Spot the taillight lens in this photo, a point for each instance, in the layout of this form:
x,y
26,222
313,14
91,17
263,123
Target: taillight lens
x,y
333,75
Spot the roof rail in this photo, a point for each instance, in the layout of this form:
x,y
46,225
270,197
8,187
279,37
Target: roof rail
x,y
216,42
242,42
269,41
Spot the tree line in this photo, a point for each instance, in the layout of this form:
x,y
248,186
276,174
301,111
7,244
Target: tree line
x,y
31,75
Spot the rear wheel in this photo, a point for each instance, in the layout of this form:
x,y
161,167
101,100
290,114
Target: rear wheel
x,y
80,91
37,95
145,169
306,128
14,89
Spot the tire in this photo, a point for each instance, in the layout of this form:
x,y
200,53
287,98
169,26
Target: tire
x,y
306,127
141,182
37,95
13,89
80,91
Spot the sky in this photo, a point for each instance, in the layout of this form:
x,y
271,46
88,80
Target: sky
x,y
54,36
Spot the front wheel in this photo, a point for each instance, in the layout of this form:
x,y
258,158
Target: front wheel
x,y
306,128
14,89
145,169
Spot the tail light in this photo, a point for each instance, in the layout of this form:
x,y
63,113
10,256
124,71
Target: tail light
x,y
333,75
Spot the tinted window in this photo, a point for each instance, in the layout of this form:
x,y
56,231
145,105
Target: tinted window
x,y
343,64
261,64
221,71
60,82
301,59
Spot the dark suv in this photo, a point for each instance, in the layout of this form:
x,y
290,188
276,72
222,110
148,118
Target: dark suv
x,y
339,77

§ **Task**: Repeat each of the records exactly as written.

§ **Response to the task**:
Spot the taillight lens in this photo, a point for each instance, in the layout of this form:
x,y
26,222
313,14
91,17
263,123
Target: taillight lens
x,y
333,75
Spot the roof rail in this photo, a point for each instance, in the layout of this form:
x,y
46,225
270,197
8,187
279,37
Target: roof rail
x,y
216,42
242,42
269,41
Spot the tree line in this photo, a point for each instance, in the layout of this form:
x,y
248,186
276,174
301,111
7,244
Target: tree line
x,y
31,75
Spot the rear wheel in this photo, a point for each instance, in the layout of this form:
x,y
161,167
101,100
290,114
Target: rear wheel
x,y
80,91
37,95
145,169
306,128
14,89
Spot the tire in this photo, a point for each instance, in the layout of this form:
x,y
200,53
287,98
169,26
Target: tire
x,y
306,127
141,182
37,95
13,89
80,91
Spot the sky in this photo, a point for each instance, in the layout of this form:
x,y
271,46
88,80
Target: sky
x,y
54,36
Spot the front wheel in this photo, a point for each instance, in the layout of this form:
x,y
258,158
Target: front wheel
x,y
306,128
14,89
145,169
Spot the tail light in this photo, a point for each instance, in the layout of this form:
x,y
63,113
10,256
124,71
Target: tail light
x,y
333,75
Spot the tinted window in this photo, a point for each instance, in the layout of this form:
x,y
56,231
145,105
Target: tinted window
x,y
343,64
261,64
221,71
60,82
301,59
Spot the dark suv in this photo, a point for each instance, in the layout of this form:
x,y
290,188
276,72
222,110
148,118
Target: dark suv
x,y
339,77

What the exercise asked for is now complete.